Source data
********

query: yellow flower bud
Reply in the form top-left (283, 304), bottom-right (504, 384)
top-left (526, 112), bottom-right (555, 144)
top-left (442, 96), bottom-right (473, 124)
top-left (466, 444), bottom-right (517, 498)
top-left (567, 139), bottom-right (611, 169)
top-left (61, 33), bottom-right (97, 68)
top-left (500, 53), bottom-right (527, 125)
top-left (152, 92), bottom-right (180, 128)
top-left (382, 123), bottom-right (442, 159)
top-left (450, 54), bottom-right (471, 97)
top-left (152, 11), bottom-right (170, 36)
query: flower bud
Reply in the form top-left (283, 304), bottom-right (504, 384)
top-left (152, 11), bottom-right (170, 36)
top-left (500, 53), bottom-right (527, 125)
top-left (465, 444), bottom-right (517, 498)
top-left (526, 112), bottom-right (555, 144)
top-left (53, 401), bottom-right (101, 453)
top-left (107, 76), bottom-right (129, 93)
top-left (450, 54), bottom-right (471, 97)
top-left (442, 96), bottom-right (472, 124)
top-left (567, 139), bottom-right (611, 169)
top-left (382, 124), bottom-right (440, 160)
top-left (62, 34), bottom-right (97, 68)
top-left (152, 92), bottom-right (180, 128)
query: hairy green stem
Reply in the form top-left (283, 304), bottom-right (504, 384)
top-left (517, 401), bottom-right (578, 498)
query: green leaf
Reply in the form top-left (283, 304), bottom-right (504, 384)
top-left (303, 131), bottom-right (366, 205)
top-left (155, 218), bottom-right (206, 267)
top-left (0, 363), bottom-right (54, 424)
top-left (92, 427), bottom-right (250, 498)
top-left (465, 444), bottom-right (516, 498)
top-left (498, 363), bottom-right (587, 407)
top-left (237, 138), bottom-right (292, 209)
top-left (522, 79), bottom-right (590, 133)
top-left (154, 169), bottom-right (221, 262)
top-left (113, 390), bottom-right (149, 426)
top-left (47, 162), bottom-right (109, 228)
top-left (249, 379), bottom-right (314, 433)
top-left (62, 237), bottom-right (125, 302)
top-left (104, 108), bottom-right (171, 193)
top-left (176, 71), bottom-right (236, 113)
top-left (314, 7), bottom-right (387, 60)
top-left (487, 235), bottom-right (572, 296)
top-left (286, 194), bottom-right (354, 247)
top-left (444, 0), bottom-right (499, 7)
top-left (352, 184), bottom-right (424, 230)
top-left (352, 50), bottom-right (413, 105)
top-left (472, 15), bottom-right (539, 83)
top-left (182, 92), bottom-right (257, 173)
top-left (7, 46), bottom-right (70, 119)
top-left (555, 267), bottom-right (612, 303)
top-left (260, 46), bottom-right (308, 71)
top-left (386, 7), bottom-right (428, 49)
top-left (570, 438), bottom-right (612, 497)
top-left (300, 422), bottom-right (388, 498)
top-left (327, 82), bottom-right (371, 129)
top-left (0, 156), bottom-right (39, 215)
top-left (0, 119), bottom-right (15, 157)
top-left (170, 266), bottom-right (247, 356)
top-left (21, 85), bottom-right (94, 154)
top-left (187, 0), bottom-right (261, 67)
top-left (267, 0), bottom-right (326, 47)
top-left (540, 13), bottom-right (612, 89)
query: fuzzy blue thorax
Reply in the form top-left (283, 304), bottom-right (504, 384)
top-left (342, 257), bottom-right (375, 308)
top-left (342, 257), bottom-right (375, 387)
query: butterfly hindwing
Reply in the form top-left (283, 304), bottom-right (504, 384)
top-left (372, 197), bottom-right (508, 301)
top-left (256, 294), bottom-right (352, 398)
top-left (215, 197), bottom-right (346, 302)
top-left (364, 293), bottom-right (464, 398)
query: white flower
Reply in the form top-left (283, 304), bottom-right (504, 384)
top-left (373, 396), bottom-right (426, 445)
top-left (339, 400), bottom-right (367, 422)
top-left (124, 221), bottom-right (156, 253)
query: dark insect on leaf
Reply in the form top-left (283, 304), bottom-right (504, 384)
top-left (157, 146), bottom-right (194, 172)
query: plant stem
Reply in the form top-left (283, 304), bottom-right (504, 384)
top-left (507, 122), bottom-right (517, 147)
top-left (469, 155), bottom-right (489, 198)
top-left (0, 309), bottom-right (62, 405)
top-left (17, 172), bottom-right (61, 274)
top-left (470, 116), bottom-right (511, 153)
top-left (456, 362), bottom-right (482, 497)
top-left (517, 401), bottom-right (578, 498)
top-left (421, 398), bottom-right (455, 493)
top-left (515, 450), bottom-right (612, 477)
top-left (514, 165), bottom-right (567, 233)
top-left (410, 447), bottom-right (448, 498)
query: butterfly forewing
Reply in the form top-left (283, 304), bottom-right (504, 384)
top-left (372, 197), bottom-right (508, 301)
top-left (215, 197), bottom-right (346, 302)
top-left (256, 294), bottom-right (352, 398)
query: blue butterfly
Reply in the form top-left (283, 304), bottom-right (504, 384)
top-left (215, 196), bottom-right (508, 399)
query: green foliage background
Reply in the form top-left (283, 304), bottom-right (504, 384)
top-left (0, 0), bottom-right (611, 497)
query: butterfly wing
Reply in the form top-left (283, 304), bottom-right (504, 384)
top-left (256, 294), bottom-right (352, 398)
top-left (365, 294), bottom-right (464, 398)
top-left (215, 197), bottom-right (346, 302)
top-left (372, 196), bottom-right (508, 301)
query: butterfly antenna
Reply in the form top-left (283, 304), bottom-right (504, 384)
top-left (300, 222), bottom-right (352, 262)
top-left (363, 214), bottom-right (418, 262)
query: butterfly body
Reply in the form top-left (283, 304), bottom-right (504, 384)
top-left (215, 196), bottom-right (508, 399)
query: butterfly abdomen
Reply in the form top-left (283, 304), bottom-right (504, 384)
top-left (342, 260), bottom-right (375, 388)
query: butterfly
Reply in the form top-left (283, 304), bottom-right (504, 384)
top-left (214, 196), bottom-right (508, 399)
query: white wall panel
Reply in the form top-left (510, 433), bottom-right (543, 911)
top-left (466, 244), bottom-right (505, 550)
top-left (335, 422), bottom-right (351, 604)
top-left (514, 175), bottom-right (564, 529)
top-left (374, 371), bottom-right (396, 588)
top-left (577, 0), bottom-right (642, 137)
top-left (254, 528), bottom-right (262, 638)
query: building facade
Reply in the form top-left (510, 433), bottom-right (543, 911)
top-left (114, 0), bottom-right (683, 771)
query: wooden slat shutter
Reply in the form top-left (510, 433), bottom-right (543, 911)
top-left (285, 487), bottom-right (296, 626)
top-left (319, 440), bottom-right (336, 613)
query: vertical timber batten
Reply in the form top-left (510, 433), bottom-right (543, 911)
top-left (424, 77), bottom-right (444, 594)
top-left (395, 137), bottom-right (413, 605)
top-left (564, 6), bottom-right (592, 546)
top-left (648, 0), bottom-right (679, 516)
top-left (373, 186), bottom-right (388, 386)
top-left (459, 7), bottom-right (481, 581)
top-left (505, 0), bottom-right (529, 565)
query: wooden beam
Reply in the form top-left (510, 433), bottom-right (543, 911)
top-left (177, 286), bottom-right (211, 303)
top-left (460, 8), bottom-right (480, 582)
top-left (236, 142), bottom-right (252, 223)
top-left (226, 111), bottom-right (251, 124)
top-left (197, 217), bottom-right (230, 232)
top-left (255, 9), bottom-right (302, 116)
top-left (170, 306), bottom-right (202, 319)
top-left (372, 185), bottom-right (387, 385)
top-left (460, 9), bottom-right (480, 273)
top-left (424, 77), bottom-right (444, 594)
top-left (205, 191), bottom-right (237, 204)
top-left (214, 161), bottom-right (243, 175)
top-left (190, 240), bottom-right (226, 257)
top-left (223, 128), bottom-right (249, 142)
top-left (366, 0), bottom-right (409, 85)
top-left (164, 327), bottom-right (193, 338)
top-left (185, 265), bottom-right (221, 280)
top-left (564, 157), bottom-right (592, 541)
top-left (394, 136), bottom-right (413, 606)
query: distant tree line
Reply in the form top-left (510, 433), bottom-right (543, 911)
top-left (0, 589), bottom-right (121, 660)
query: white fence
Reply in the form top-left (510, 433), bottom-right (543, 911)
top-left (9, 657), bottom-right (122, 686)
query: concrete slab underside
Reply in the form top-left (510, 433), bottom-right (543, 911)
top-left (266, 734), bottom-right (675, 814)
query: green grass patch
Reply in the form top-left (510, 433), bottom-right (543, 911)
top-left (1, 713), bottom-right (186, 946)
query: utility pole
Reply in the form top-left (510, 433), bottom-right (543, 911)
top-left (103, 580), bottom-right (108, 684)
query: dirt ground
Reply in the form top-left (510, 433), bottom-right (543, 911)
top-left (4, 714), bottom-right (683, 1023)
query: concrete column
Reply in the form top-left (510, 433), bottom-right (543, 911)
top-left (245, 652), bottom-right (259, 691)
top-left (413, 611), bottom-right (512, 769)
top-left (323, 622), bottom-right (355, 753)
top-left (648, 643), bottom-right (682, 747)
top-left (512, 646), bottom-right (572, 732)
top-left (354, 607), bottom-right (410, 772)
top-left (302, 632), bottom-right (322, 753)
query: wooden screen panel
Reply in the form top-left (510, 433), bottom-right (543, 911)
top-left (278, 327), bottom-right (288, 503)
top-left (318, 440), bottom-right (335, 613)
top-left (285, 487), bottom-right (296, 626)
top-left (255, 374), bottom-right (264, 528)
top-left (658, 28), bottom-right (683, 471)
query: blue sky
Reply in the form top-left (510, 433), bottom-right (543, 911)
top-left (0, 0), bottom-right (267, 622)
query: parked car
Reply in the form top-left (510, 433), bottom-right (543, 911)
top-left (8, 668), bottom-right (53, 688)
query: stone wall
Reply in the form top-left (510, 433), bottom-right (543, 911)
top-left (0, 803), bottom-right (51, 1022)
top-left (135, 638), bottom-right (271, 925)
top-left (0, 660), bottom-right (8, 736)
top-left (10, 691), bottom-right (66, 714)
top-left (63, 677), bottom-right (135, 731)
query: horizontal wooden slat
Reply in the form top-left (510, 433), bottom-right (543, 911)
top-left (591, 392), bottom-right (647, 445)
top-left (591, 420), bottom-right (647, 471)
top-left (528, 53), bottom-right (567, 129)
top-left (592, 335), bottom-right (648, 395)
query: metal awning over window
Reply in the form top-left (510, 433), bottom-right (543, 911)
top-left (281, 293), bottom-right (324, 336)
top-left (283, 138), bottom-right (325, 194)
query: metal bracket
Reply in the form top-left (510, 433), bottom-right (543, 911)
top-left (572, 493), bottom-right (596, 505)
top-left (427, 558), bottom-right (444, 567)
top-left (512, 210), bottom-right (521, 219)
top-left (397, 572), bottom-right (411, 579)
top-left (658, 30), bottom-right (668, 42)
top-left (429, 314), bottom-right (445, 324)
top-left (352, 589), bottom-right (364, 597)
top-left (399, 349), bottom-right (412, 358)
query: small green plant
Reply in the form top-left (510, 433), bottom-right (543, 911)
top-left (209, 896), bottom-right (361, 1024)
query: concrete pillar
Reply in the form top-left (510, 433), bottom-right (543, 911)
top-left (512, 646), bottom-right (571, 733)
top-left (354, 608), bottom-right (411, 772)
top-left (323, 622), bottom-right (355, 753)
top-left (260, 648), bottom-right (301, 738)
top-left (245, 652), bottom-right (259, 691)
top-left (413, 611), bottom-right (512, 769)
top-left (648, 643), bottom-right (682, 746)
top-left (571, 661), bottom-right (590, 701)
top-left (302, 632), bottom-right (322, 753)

********

Activity: Tally up how many lines in the records contain the string "leaf". Answer with that figure only.

The completed task: 2